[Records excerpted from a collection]
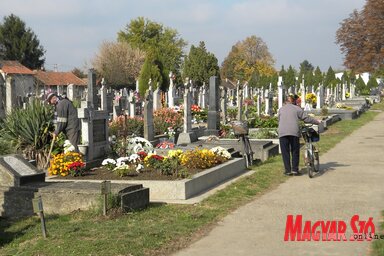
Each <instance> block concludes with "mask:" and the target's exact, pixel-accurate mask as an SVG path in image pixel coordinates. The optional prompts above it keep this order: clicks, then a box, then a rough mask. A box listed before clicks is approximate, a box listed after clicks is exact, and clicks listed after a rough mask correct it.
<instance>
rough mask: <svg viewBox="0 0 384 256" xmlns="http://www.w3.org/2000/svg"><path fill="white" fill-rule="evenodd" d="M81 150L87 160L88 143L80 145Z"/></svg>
mask: <svg viewBox="0 0 384 256" xmlns="http://www.w3.org/2000/svg"><path fill="white" fill-rule="evenodd" d="M78 148H79V152H80V153H81V154H83V156H84V158H85V161H87V160H88V157H87V156H88V145H78Z"/></svg>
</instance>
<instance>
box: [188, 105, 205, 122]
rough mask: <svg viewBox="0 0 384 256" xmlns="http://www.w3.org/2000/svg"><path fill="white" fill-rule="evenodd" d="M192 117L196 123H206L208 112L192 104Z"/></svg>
mask: <svg viewBox="0 0 384 256" xmlns="http://www.w3.org/2000/svg"><path fill="white" fill-rule="evenodd" d="M191 112H192V116H193V118H194V119H195V121H196V122H206V121H207V118H208V112H207V110H206V109H202V108H201V107H200V106H198V105H195V104H193V105H192V106H191Z"/></svg>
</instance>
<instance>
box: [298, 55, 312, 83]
mask: <svg viewBox="0 0 384 256" xmlns="http://www.w3.org/2000/svg"><path fill="white" fill-rule="evenodd" d="M314 69H315V68H314V67H313V65H312V64H311V63H309V61H308V60H304V61H303V62H302V63H300V71H299V78H298V83H301V82H302V80H303V78H304V86H305V87H307V86H308V85H313V70H314Z"/></svg>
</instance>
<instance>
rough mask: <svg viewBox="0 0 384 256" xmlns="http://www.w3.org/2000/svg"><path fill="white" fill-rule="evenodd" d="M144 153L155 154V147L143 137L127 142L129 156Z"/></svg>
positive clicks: (130, 140)
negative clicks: (154, 153)
mask: <svg viewBox="0 0 384 256" xmlns="http://www.w3.org/2000/svg"><path fill="white" fill-rule="evenodd" d="M141 151H144V152H146V153H150V152H153V145H152V144H151V142H149V141H148V140H146V139H144V138H142V137H133V138H130V139H128V141H127V155H130V154H134V153H138V152H141Z"/></svg>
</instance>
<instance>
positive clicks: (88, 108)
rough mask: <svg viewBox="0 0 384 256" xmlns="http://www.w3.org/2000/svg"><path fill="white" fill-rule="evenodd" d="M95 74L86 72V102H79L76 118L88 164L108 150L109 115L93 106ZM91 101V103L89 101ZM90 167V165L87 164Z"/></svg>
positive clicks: (90, 101) (94, 160) (105, 112)
mask: <svg viewBox="0 0 384 256" xmlns="http://www.w3.org/2000/svg"><path fill="white" fill-rule="evenodd" d="M95 87H96V73H95V71H94V70H93V69H90V70H89V72H88V96H87V101H83V102H81V108H80V109H78V117H79V119H80V121H81V138H82V144H81V145H79V150H80V152H82V150H81V149H82V148H86V149H87V150H85V151H83V152H82V153H83V154H85V158H86V161H87V165H88V163H92V162H95V161H97V160H98V159H100V158H104V157H105V156H106V154H107V151H108V148H109V141H108V120H109V115H108V111H106V110H99V111H96V110H95V109H94V108H93V106H94V102H93V100H95V97H94V95H95V90H94V88H95ZM90 100H92V101H90ZM89 165H90V166H91V164H89Z"/></svg>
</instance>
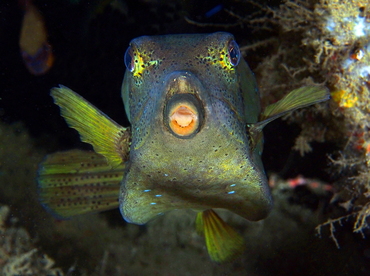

▶ [ACTIVITY]
With the pictures removed, the entries above should be transcribed exactly.

▶ [SOLUTION]
Each <instance> block concludes with "mask:" and the target's exact, pixel-accurate mask as an SVG path in image pixel coordinates. The optional prompts above it keep this order: clicks, then a box, then a rough mask. A box listed before clicks is approximate, a box listed after clicks is exact, and clicks listed after a rough mask correct it.
<instance>
rough mask: <svg viewBox="0 0 384 256" xmlns="http://www.w3.org/2000/svg"><path fill="white" fill-rule="evenodd" d="M81 150L87 160L88 143L80 145Z"/></svg>
mask: <svg viewBox="0 0 384 256" xmlns="http://www.w3.org/2000/svg"><path fill="white" fill-rule="evenodd" d="M78 148H79V152H80V153H81V154H83V156H84V158H85V161H87V160H88V157H87V156H88V145H78Z"/></svg>
</instance>
<instance>
box: [188, 105, 205, 122]
rough mask: <svg viewBox="0 0 384 256" xmlns="http://www.w3.org/2000/svg"><path fill="white" fill-rule="evenodd" d="M192 117L196 123H206L208 112L192 104Z"/></svg>
mask: <svg viewBox="0 0 384 256" xmlns="http://www.w3.org/2000/svg"><path fill="white" fill-rule="evenodd" d="M191 112H192V116H193V118H194V119H195V121H196V122H206V121H207V118H208V112H207V110H206V109H202V108H201V107H200V106H198V105H195V104H193V105H192V106H191Z"/></svg>
</instance>
<instance>
box: [298, 55, 312, 83]
mask: <svg viewBox="0 0 384 256" xmlns="http://www.w3.org/2000/svg"><path fill="white" fill-rule="evenodd" d="M314 69H315V68H314V67H313V65H312V64H311V63H309V61H308V60H304V61H303V62H302V63H300V71H299V78H298V83H301V82H302V80H303V78H304V86H305V87H307V86H308V85H313V70H314Z"/></svg>
</instance>
<instance>
rough mask: <svg viewBox="0 0 384 256" xmlns="http://www.w3.org/2000/svg"><path fill="white" fill-rule="evenodd" d="M144 153L155 154V147L143 137L127 142L129 156Z"/></svg>
positive clicks: (130, 140)
negative clicks: (154, 153)
mask: <svg viewBox="0 0 384 256" xmlns="http://www.w3.org/2000/svg"><path fill="white" fill-rule="evenodd" d="M141 151H144V152H146V153H150V152H153V145H152V144H151V142H149V141H148V140H146V139H144V138H142V137H133V138H130V139H128V141H127V155H130V154H134V153H138V152H141Z"/></svg>
</instance>
<instance>
positive clicks: (88, 108)
rough mask: <svg viewBox="0 0 384 256" xmlns="http://www.w3.org/2000/svg"><path fill="white" fill-rule="evenodd" d="M95 74L86 72V102H79L76 118L88 164L108 150L109 115L93 106ZM91 101V103L89 101ZM90 167V165L87 164Z"/></svg>
positive clicks: (90, 101) (94, 160) (105, 112)
mask: <svg viewBox="0 0 384 256" xmlns="http://www.w3.org/2000/svg"><path fill="white" fill-rule="evenodd" d="M95 87H96V73H95V71H94V70H93V69H90V70H89V72H88V96H87V101H83V102H81V108H80V109H78V117H79V119H80V121H81V138H82V144H81V145H79V150H80V152H82V150H81V149H82V148H86V149H87V150H85V151H83V152H82V153H83V154H85V158H86V161H87V165H88V163H92V162H95V161H97V160H98V159H100V158H104V157H105V156H106V154H107V151H108V148H109V141H108V120H109V115H108V111H106V110H99V111H96V110H95V109H94V108H93V106H94V102H93V100H95V97H94V95H95V90H94V88H95ZM90 100H92V101H90ZM89 165H90V166H91V164H89Z"/></svg>
</instance>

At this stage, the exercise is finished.